Task requirements: Decide whether each statement agrees with the article on multilateralism, answering yes or no and quoting the deciding words. (a) The article names IGAD and COMESA as sub-regional institutions. (b) The article says the global structures have had mostly negative outcomes. (c) The article counts the socio-economic consequences of the COVID 19 pandemic among the major contributors to the challenges facing the global system.

Extract to read:
By Eden Tafesework
The world is currently passing through a period where multilateral engagements (with states of the world but also global institutions) is being challenged. This can clearly be observed in regional and sub-regional institutions with operations in different areas. In this sense, the Western interpretation of multilateralism (G. John Ikenberry) is that liberal internationalism is “captured” in a cluster of five conditions; openness in terms of trade and exchange; commitment to a rules-based set of relations; some form of security co-operation; the idea that power politics can be ‘tamed’ by building stable relations in pursuit of mutual gains; and finally, that liberal internationalism will foster the spread of liberal democracy’’.
The global system now faces major challenges in political, economic and, social spheres. The underlying factors contributing for this may be multiple such as major power revelries like the Russia and Ukraine altercation, national conflicts that have long ranging consequences like the Ethiopian civil war, and also the socio-economic consequences of COVID 19 pandemic, can pass as major contributors. In this respect, this period may have put the global institutions established with the view to easing such tensions, like the UN & EU, to question in light of the ineffective implementation of setout objectives. Because the decisions made by these institutions over time have been influenced by political interests, they could be pressured to prioritize specific interests.
The same worry goes when looking at sub-regional institutions like the Intergovernmental Authority on Development (IGAD) and Eastern African Community, Common Market for Eastern and Southern Africa (COMESA). This is to be seen especially when considering the responding to ongoing tensions and conflicts that may have wider implications. Even though, such institutions are instrumental in flag-shipping issues of concern before concerned global parties, the politicization of their efforts has made their roles to be obsolete. Additionally, the minimum political will vested to them, especially relevant to sub-regional organizations – can threaten the institution from passing concrete decisions.
This is notwithstanding the appreciable role played by such global institutions in several spheres of specialization. Whether in facilitating the economic recovery of states, in reliving the debt burden of country’s with debt burdens, or facilitating lending possibilities to those states with foreign currency shortages, the global structures erected have had positive outcomes for the most part. Nonetheless, as their very establishment is propounded by big powers with strong economic backup, they have played mixed roles besides their objectives.
For the countries passing through periods of political instability (Sudan, Ethiopia, Niger, Gabon, Guinea, Bissau), rather than being used as instruments of stability and order, they have for the most part been used instruments of support to one side over the other. This has been most pronounced in the conflict between Russia and Ukraine. Because developing countries in the global South are recipients of aid, they are not willing to forsake their long-term needs, in terms of commodities, trade ties, economic support packages.

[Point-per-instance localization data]
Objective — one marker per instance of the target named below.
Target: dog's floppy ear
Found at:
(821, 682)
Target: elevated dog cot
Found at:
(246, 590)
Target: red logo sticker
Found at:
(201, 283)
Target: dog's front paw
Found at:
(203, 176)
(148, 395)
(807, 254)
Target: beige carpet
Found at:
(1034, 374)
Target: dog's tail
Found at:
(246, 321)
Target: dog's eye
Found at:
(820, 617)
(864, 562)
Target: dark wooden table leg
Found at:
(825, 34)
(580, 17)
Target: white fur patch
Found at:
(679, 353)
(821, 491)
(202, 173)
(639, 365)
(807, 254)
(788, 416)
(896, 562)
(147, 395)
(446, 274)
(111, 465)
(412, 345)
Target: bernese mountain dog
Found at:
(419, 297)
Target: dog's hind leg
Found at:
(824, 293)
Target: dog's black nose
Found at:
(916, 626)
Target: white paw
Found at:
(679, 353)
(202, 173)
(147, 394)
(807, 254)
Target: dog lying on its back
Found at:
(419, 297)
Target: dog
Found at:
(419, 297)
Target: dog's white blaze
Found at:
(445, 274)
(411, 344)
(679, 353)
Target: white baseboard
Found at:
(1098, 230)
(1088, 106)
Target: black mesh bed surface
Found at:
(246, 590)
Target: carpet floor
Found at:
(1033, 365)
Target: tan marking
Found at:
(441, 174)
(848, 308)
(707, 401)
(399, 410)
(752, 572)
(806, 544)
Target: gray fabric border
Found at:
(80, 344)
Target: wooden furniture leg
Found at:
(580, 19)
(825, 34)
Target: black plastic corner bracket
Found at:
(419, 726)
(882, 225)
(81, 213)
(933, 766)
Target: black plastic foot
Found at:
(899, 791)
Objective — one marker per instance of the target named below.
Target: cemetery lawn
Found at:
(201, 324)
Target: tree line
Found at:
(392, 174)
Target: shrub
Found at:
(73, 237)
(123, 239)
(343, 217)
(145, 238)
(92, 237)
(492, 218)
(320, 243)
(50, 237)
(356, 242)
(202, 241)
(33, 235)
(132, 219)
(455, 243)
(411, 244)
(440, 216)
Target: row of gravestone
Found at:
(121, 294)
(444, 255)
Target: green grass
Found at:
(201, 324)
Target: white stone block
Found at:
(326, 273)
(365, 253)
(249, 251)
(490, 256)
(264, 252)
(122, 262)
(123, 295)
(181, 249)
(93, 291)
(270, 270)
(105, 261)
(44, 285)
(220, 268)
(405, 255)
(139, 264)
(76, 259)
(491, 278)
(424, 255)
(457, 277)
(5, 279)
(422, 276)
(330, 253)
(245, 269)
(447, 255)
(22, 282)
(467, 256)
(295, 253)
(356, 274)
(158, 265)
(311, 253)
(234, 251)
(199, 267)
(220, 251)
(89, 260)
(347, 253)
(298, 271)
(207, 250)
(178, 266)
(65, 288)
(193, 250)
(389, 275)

Result of the exercise:
(a) Yes: "sub-regional institutions like the Intergovernmental Authority on Development (IGAD) and Eastern African Community, Common Market for Eastern and Southern Africa (COMESA)"
(b) No: "the global structures erected have had positive outcomes for the most part"
(c) Yes: "and also the socio-economic consequences of COVID 19 pandemic, can pass as major contributors"